Work to complete:
Reproduce the records below, substituting "excluding its surroundings" for "nothing around it" in every occurrence and leaving all other text unchanged.

##### Given information

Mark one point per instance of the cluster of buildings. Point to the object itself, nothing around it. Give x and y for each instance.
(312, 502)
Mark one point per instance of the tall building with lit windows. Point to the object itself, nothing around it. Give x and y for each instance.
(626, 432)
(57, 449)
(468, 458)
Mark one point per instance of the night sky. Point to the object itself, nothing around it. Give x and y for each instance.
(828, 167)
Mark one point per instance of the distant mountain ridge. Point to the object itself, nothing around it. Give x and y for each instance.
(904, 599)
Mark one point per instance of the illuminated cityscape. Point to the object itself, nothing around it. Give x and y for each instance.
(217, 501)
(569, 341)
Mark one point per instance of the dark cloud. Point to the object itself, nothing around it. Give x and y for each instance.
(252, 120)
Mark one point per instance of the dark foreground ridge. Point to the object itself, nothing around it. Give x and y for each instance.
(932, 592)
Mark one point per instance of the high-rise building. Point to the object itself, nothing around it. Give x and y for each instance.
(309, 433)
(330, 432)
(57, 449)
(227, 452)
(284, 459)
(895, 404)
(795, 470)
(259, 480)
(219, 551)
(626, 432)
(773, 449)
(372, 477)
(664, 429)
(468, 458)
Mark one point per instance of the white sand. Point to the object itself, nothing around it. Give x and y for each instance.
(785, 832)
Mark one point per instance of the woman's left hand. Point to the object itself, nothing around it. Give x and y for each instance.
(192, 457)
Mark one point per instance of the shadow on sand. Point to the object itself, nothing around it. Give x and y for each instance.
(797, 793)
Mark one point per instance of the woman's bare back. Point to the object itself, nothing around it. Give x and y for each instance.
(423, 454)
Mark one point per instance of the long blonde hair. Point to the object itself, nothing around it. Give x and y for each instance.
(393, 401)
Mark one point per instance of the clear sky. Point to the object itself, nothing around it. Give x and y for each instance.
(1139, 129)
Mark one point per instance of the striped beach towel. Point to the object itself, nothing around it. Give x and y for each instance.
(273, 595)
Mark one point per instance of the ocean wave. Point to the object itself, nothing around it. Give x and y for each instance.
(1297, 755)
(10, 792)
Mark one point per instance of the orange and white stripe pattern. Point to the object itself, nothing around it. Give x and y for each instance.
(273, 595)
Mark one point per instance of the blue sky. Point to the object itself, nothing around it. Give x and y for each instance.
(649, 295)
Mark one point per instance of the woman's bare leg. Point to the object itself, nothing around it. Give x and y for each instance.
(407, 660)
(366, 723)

##########

Exercise response:
Mark one point per instance of the cluster of buildings. Point to the object itself, excluding its surroundings. Give x and y for each instance.
(312, 502)
Mark one point per instance of the tall building with lit windows. Point to the object itself, excluding its surroundings. Give x and y for each instance.
(626, 432)
(57, 449)
(468, 458)
Mark one point per instance of the night sky. Point to the object itself, excluding its surroundings. Give x and y for each instance.
(828, 167)
Mark one point per instance of the distant mountain ridge. Point to the object itself, excluding its surroundings. Give x and y for each instance.
(904, 599)
Mark one point per instance of the illuminated cityscape. Point to the object itself, excluding its surroundings. Give x and y for each instance.
(217, 501)
(569, 341)
Mark one point per instance of the dark cloud. Point to the object itself, excluding its surroundings. Give x and y for each instance.
(252, 120)
Mark one point per instance of the dark foreground ridge. Point to the object itself, excluding its surroundings. Give x and y for each instance.
(932, 592)
Mark one point per instance of the high-rise building. Point to the object itself, excluding its surroundings. Give x and y for each instance.
(309, 433)
(330, 432)
(57, 449)
(227, 452)
(284, 459)
(895, 404)
(795, 470)
(259, 480)
(219, 551)
(626, 432)
(773, 449)
(372, 477)
(664, 429)
(468, 458)
Mark one point per instance of the white sand. Point to the object itself, excluding its surroundings. Give x and y for each instance.
(785, 832)
Mark one point per instance of the woman's left hand. Point to the object itself, excluding its surroundings. Give x and y for each instance.
(192, 457)
Mark one point per instance of the shadow on sand. Point to the object itself, excluding its surroundings. Give x and y for each instance.
(797, 793)
Mark one point per instance of the woman's bare back. Point to the object itself, excluding its surroundings. Give x and y for each instance.
(423, 454)
Mark one point per instance of the long blonde hair. Point to the object itself, excluding its surroundings. Give x and y for each instance.
(393, 401)
Mark one point per instance of the clear sky. Point to the object itself, excluding its surroundings. Give x and y for each instance.
(1139, 129)
Mark one point per instance of the striped beach towel. Point to the object itself, excluding its surroundings. Give x and y for each instance.
(273, 595)
Mark one point per instance of the ocean wave. Point to the object itself, excluding its surroundings. Give x and y for each instance.
(1297, 755)
(10, 792)
Mark one point per instance of the orange and white stripe pattern. Point to the object itself, excluding its surroundings. Give x and y for each instance.
(273, 595)
Mark one point per instance of the blue sky. Point to the object itself, excluding its surroundings. Give x and y for each instance.
(649, 295)
Mark one point per instance of the woman's bare leg. Point to the object itself, excluding its surroundings. Give x and y for each instance.
(407, 660)
(366, 723)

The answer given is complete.